* _CHALLENGE_:
Format all of these rows as a two-column CSV with the headers request and answer, one line per row. Put each row's request text and its full answer in separate quoted fields, and replace every line break with a space.

Dataset rows
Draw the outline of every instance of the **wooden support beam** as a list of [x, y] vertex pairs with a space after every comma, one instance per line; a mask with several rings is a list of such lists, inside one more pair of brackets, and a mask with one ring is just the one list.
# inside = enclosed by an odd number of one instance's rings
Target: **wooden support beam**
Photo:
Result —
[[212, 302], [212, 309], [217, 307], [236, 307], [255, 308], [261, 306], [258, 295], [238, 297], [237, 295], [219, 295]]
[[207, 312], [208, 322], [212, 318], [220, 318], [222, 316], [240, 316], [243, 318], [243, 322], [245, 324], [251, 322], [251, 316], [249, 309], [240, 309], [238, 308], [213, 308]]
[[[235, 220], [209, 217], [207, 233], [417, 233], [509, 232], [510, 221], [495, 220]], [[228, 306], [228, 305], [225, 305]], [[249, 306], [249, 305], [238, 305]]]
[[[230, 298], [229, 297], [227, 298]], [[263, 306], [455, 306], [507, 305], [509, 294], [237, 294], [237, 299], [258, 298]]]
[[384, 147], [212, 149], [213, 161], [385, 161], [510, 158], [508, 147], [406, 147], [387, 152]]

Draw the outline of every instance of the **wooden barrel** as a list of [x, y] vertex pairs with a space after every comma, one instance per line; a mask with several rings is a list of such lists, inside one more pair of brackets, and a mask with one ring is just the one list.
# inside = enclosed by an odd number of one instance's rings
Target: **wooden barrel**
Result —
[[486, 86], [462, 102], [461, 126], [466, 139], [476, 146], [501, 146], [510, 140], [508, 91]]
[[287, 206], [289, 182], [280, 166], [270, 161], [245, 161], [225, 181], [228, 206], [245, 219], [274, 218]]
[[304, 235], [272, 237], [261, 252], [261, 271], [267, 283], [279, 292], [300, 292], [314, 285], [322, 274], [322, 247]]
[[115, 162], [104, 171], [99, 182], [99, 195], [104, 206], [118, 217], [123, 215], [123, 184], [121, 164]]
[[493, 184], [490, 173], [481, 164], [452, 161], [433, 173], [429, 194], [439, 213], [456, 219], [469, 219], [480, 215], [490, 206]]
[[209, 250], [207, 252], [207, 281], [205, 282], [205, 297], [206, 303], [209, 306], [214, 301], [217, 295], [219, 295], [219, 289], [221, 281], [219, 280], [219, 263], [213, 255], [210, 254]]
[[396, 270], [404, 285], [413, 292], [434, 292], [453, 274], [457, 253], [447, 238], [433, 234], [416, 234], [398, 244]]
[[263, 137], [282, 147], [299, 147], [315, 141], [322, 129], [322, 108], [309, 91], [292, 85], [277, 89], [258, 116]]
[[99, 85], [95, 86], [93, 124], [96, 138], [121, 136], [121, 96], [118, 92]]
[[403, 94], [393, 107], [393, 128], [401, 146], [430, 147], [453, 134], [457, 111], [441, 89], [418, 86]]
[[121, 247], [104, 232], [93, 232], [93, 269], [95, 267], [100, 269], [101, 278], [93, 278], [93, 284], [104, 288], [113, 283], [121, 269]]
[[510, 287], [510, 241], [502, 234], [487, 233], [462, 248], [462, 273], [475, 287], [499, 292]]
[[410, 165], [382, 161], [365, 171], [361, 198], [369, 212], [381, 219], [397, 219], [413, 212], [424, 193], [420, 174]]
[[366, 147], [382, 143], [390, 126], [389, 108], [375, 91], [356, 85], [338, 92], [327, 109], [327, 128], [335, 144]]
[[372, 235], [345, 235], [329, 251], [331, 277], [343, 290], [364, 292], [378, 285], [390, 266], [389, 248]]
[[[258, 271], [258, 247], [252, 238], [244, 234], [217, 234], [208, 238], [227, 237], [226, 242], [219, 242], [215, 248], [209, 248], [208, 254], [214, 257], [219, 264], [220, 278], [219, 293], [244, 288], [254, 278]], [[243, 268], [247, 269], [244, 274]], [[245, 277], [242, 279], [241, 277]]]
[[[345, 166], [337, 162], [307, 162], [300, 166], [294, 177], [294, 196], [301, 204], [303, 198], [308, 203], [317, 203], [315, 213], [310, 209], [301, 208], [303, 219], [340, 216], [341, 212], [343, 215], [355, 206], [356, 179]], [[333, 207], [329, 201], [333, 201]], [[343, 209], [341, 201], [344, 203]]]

* _THE OUTPUT_:
request,answer
"Draw the outline of every instance of the **wooden support beam** as a list of [x, y] vertex pairs with a space after every comma, one instance per line; a mask with several rings is a list of such lists, inside one more pair of brackets, and a mask with one ring is just the one list. # inside = enclosed by an odd number of one instance's rings Target: **wooden support beam** Photo: Result —","[[212, 302], [212, 309], [217, 307], [236, 307], [255, 308], [261, 306], [258, 295], [238, 297], [237, 295], [219, 295]] [[207, 312], [208, 322], [212, 318], [220, 318], [222, 316], [240, 316], [243, 318], [243, 322], [245, 324], [251, 322], [251, 316], [249, 309], [240, 309], [238, 308], [213, 308]] [[[235, 220], [209, 217], [207, 233], [417, 233], [509, 232], [510, 221], [495, 220]], [[228, 306], [228, 305], [225, 305]], [[249, 306], [249, 305], [238, 305]]] [[[230, 298], [229, 297], [227, 298]], [[263, 306], [455, 306], [507, 305], [509, 294], [237, 294], [237, 299], [258, 298]]] [[384, 147], [212, 149], [213, 161], [385, 161], [510, 158], [508, 147], [406, 147], [387, 152]]"
"Draw the outline of every instance of the **wooden barrel** as a list of [x, y] vertex pairs with a space after every comma, one instance per line; a mask with several rings is a list of such lists, inside one more pair of brackets, and a mask with one ring is just the one list. # inside = enclosed by an odd number of one instance's rings Target: **wooden barrel** Result —","[[486, 86], [462, 102], [461, 126], [466, 139], [476, 146], [501, 146], [510, 140], [508, 91]] [[287, 206], [289, 182], [280, 166], [270, 161], [245, 161], [225, 181], [228, 206], [245, 219], [274, 218]] [[304, 235], [272, 237], [261, 252], [261, 271], [267, 283], [279, 292], [300, 292], [314, 285], [322, 274], [322, 247]] [[115, 162], [104, 171], [99, 182], [99, 195], [104, 206], [118, 217], [123, 215], [123, 184], [121, 164]] [[493, 184], [490, 173], [481, 164], [452, 161], [433, 173], [429, 194], [439, 213], [456, 219], [469, 219], [480, 215], [490, 206]] [[209, 250], [207, 252], [207, 281], [205, 282], [205, 297], [206, 303], [209, 306], [214, 301], [217, 295], [219, 295], [219, 289], [221, 281], [219, 280], [219, 263], [213, 255], [210, 254]] [[396, 270], [404, 285], [413, 292], [434, 292], [453, 274], [457, 253], [447, 238], [433, 234], [416, 234], [398, 244]] [[263, 137], [282, 147], [299, 147], [315, 141], [322, 129], [322, 108], [309, 91], [292, 85], [277, 89], [258, 116]] [[99, 85], [95, 86], [93, 124], [96, 138], [121, 136], [121, 96], [118, 92]] [[403, 94], [393, 107], [393, 128], [401, 146], [430, 147], [453, 134], [457, 111], [441, 89], [418, 86]] [[121, 247], [104, 232], [93, 232], [93, 269], [95, 267], [100, 269], [101, 278], [93, 278], [93, 284], [104, 288], [113, 283], [121, 269]] [[510, 287], [510, 241], [502, 234], [487, 233], [462, 248], [462, 273], [475, 287], [499, 292]] [[410, 165], [382, 161], [365, 171], [361, 198], [369, 212], [381, 219], [397, 219], [413, 212], [424, 193], [420, 174]] [[366, 147], [382, 143], [390, 126], [389, 108], [375, 91], [356, 85], [338, 92], [327, 109], [327, 128], [335, 144]] [[372, 235], [345, 235], [329, 251], [331, 277], [343, 290], [364, 292], [378, 285], [390, 266], [389, 248]] [[[258, 271], [258, 247], [252, 238], [244, 234], [217, 234], [208, 238], [227, 237], [226, 242], [219, 242], [215, 248], [209, 248], [208, 254], [214, 257], [219, 264], [220, 278], [219, 293], [244, 288], [254, 278]], [[243, 268], [247, 269], [244, 274]], [[245, 277], [242, 279], [241, 277]]] [[[345, 166], [337, 162], [307, 162], [300, 166], [294, 177], [294, 196], [301, 204], [303, 198], [308, 203], [317, 203], [315, 213], [310, 209], [301, 208], [303, 219], [340, 216], [341, 212], [343, 215], [355, 206], [356, 179]], [[333, 207], [329, 201], [333, 201]], [[343, 209], [341, 201], [344, 203]]]"